REQUIREMENT:
Word for word, repeat the entries, minus the pictures.
─── MATERIAL
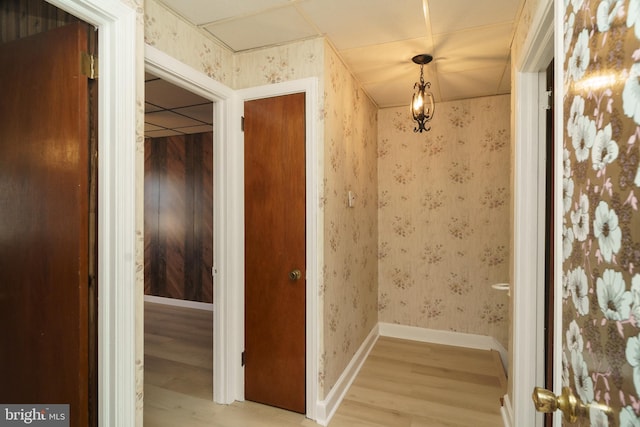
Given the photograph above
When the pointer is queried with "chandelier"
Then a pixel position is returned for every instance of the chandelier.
(422, 103)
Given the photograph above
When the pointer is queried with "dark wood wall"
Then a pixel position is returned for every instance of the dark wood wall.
(178, 218)
(23, 18)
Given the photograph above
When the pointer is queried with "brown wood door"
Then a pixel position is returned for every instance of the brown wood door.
(274, 248)
(549, 242)
(44, 222)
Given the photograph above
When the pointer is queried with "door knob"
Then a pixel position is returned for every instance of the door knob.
(570, 406)
(295, 275)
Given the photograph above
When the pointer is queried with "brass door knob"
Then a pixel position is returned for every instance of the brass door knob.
(572, 408)
(295, 275)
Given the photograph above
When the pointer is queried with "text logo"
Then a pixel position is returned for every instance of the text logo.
(34, 415)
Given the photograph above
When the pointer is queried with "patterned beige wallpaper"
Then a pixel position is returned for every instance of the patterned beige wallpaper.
(350, 285)
(347, 126)
(188, 44)
(444, 209)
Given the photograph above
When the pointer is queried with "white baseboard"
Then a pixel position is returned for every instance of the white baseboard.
(507, 412)
(179, 302)
(458, 339)
(327, 407)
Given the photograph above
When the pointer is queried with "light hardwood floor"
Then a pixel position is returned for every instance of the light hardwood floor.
(402, 383)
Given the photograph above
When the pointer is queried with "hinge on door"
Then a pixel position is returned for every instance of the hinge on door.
(549, 100)
(89, 65)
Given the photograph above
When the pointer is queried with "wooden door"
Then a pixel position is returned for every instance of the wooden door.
(44, 222)
(274, 134)
(549, 239)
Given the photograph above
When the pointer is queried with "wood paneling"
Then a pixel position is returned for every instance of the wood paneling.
(23, 18)
(179, 217)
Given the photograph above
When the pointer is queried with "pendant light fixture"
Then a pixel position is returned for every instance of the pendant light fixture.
(422, 103)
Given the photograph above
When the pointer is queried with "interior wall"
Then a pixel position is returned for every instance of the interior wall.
(186, 43)
(350, 284)
(444, 199)
(178, 212)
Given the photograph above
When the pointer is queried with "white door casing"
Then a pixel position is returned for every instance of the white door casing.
(529, 209)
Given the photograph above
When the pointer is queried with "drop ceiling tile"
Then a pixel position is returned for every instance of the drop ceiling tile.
(168, 119)
(149, 127)
(166, 95)
(161, 133)
(357, 23)
(205, 11)
(195, 129)
(470, 84)
(389, 61)
(448, 16)
(478, 48)
(150, 107)
(273, 27)
(203, 112)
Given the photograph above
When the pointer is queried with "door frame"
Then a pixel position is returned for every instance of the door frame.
(117, 41)
(314, 227)
(543, 44)
(180, 74)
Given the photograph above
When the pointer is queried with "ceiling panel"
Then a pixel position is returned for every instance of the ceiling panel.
(202, 12)
(357, 23)
(272, 27)
(387, 61)
(470, 84)
(448, 16)
(169, 119)
(165, 95)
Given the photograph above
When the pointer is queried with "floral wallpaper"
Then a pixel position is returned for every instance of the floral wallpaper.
(443, 210)
(601, 223)
(349, 289)
(186, 43)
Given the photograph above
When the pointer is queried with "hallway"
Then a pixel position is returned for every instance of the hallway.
(402, 383)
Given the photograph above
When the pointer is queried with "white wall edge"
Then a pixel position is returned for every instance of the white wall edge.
(117, 297)
(507, 412)
(456, 339)
(206, 306)
(327, 408)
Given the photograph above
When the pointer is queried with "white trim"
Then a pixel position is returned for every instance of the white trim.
(456, 339)
(116, 205)
(528, 348)
(206, 306)
(558, 202)
(328, 407)
(314, 227)
(169, 68)
(506, 411)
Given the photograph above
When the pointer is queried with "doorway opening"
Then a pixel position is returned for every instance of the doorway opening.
(178, 236)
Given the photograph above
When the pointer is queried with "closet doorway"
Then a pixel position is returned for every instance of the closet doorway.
(178, 242)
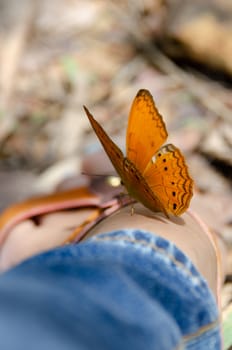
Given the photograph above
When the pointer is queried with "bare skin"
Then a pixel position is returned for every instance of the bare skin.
(27, 239)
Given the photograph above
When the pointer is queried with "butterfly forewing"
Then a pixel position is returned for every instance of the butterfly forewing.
(146, 131)
(113, 151)
(168, 177)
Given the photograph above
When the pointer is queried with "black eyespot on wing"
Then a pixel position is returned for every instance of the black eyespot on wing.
(137, 177)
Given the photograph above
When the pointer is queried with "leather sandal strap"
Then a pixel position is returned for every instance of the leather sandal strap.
(100, 195)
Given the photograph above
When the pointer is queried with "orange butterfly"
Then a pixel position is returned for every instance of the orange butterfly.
(155, 175)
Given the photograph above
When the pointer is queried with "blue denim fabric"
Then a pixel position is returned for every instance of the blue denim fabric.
(121, 290)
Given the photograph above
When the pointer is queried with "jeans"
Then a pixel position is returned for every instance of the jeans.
(125, 289)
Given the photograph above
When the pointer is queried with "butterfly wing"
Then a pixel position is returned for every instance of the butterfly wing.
(114, 153)
(130, 176)
(146, 131)
(168, 177)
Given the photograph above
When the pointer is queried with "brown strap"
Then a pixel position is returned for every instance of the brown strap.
(100, 195)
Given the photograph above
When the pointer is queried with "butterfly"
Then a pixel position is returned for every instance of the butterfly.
(154, 174)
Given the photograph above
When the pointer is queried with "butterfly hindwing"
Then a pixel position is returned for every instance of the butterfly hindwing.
(168, 177)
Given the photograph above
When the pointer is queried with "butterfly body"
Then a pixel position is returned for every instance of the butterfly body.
(155, 175)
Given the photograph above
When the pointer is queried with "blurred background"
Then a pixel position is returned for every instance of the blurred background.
(58, 55)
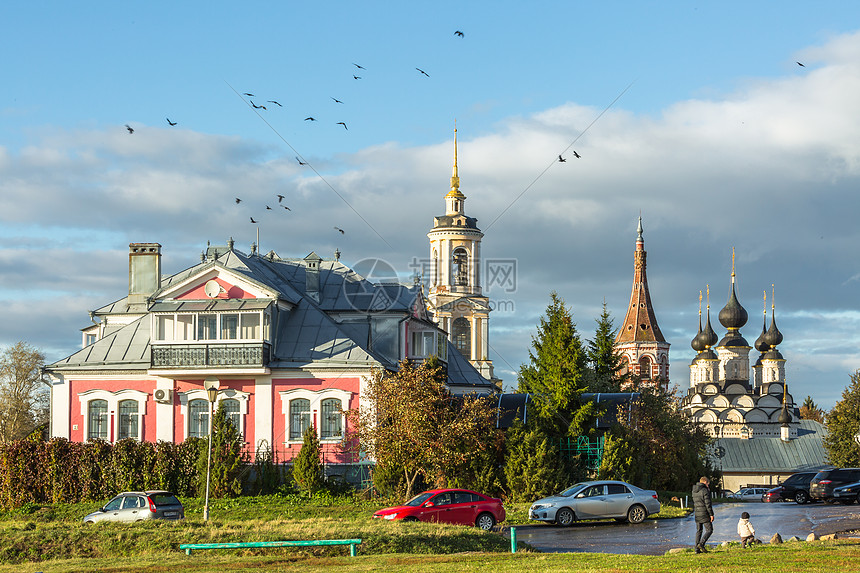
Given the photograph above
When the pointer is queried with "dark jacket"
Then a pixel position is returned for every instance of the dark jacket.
(702, 503)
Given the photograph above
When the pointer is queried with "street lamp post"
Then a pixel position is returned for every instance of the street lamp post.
(211, 385)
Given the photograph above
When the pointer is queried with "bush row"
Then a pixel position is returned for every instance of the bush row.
(60, 471)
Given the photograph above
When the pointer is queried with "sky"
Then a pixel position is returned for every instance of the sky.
(695, 115)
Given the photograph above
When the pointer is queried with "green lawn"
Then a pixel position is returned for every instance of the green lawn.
(53, 539)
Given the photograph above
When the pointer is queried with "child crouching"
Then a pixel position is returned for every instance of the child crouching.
(746, 530)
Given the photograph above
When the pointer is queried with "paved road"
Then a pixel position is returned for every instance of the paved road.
(656, 536)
──────
TASK SOLUTION:
Given the photograph above
When the pointer is queried with "chandelier"
Then a pixel position is returned for every instance of the chandelier.
(422, 103)
Given the photograph above
When the pointer is queried with "dark wood wall"
Then a pixel position is returned for every instance of the dark wood wall.
(178, 218)
(23, 18)
Given the photograph above
When the pointer is queried with "brown wood door"
Then a pixel position is returned for every instance of the brown wood door.
(274, 248)
(549, 242)
(44, 222)
Given the photograph above
When the pointer is queried with "door knob"
Then a pixel position is returned for every instance of the door knob.
(570, 406)
(295, 275)
Given the photograph above
When the pointer is queried with "brass door knob"
Then a pixel position is returned for every instance of the brass door knob.
(572, 408)
(295, 275)
Given the photograph above
When the pointer is queried with "text logo"
Then a pixel position is returned for every instance of the text logo.
(34, 415)
Given the photograph above
When the pointer is queried with "patterned beige wallpaper"
Then a pixel position is returned for every instance of the patterned beige wallpaper.
(350, 285)
(347, 126)
(188, 44)
(444, 209)
Given the photograph above
When the pointer is queried with "white baseboard"
Then a pixel position is returned for every instance of the white baseboard.
(507, 412)
(179, 302)
(458, 339)
(327, 407)
Given the photograph above
When the pointer is queried with "light hardwood floor"
Then a pixel position is returned for every instance of the light hardwood floor.
(402, 383)
Given the photograph above
When the pointer is queried with "hinge on door"
Then a pixel position is returned for every instance of the hinge on door.
(549, 100)
(89, 65)
Given the photograph above
When the pointer is queried with "wooden door"
Then a pixel position is returned for every instance of the wooden door.
(44, 222)
(274, 134)
(549, 239)
Given the photograph above
When the pointer is queried with "wood paneling"
Then a pixel position is returned for every instance of the wood paneling.
(23, 18)
(179, 217)
Given the photograph above
When the pointer is queried with "pendant light fixture"
Then a pixel position is returned for every instance of the pendant light fixture.
(422, 103)
Given the photograph above
When the pointer is queried with "interior wall"
Then a pixel position is returned for every instance of the interior wall.
(186, 43)
(350, 284)
(444, 199)
(178, 212)
Given the photograph above
When the pointer is queried with "white door casing"
Then a pixel position is returned for every instance of the white door casing.
(529, 209)
Given the photograph above
When the pointer is queried with "drop ceiling tile"
Then a pixel position is returned for every instance of the drop ceiling tile.
(168, 119)
(149, 127)
(166, 95)
(161, 133)
(357, 23)
(205, 11)
(195, 129)
(470, 84)
(389, 61)
(448, 16)
(478, 48)
(150, 107)
(273, 27)
(203, 112)
Given the photograph above
When the pointer is queried with "door frame"
Then a pixel position is returned for every instance of the door frame.
(117, 41)
(314, 227)
(543, 44)
(180, 74)
Given the photograph above
When the pointer is queried with "ceiling panel"
Then a pixel position is returned for every instance of the ceiling panel.
(202, 12)
(357, 23)
(272, 27)
(387, 61)
(470, 84)
(448, 16)
(169, 119)
(165, 95)
Given the photograph above
When the pointer is queried with "floral wallpaper"
Then a pixel position is returned for every instance of the floral wallpaper.
(443, 210)
(601, 223)
(349, 289)
(186, 43)
Given the photograph above
When the pointer is queried with "hallway"
Then a pixel position is returned for every instance of the hallway.
(402, 383)
Given the photograph above
When the pointer is queried with "white wall edge"
Then a pixel position is returned for every instance of the white wall edge.
(117, 297)
(507, 412)
(456, 339)
(206, 306)
(327, 408)
Given the photograph above
When the pointer is queried with "white trim"
Then a pixel position is returned for every instance of the white trim.
(456, 339)
(116, 205)
(528, 348)
(206, 306)
(558, 202)
(328, 407)
(314, 227)
(169, 68)
(506, 411)
Given the photograph above
When the pointer is queried with "doorway opening"
Then a pixel position is returned for every instance of the doorway opening.
(178, 236)
Given the photograph above
When the pointer is queried with "closet doorway"
Then a pixel position is returned for every instance of the closet doorway.
(178, 242)
Given the photograph above
When the pointer is queried with "bare skin"
Then a pixel position is returned for every instance of the bare skin.
(27, 239)
Given the photograph above
When the pointer is queried with "butterfly forewing"
Then a pixel position is returned for every instance of the butterfly forewing.
(146, 131)
(113, 151)
(168, 177)
Given the photograph above
When the pointer is queried with "black eyespot on wing"
Then a pixel position is returned for every instance of the black eyespot on wing.
(137, 177)
Given the photograph above
When the pointer is queried with "leather sandal strap"
Then a pixel position is returned for every instance of the leather sandal strap.
(100, 195)
Given the photograph above
When the pointer is queried with "orange butterfly"
Then a pixel position is returned for every instance of the orange butterfly.
(155, 175)
Given the photograph above
When the pointer is queried with "blue denim fabric"
Then a pixel position is returned for every instance of the blue denim fabric.
(121, 290)
Given the photograph above
When the pointer is queried with "jeans"
Then a pixel position is returned for every instance of the jeans.
(125, 289)
Given the photograph above
When the pointer is queried with "butterfly wing"
Then a pixel position is returned for every instance of the butterfly wing.
(114, 153)
(130, 176)
(146, 131)
(168, 177)
Given the photograph above
When the pointer is queried with "brown strap"
Then a pixel position is returned for every instance of the brown strap.
(100, 195)
Given the photograph above
When the pointer is queried with "butterfly"
Then a pixel position is returned for every instance of the butterfly.
(154, 174)
Given the photograph above
When the pointer is queried with "butterfly hindwing"
Then a pixel position is returned for every instance of the butterfly hindwing.
(168, 177)
Given the photograph above
When the pointer is queried with "butterfly body"
Then a pixel position is returned for every instance of the butterfly body.
(155, 175)
Given the photograph above
When the pointer is queried with "blurred background"
Then a pixel position is returned for every instance of the blurred background.
(58, 55)
Given the photograph above
When the pointer is queried with "dark jacket"
Then a pixel position is returned for every instance of the dark jacket.
(702, 503)
Given the photograph above
When the pointer is queried with "street lamp post"
Then a pixel position is returned for every instance of the street lamp post.
(211, 385)
Given the photograph above
When the pointer is queried with "bush row"
Then a pixel position is returned for every instance of the bush row.
(60, 471)
Given the photograph above
When the pointer is queried with "sky"
Then a pixel position is returned for every instance of the sky.
(695, 115)
Given the photograph above
When the pointer is queried with "green lawn"
Then a pixel position is returned for every instance of the green lawn.
(53, 539)
Given the photograph above
When the pointer is queried with "child crouching"
Then a pixel position is returned for every instance of the child crouching.
(746, 530)
Given the photograph above
When the pointer is queried with "paved road"
Then a pixel position is returned for every instance of the paved road.
(656, 536)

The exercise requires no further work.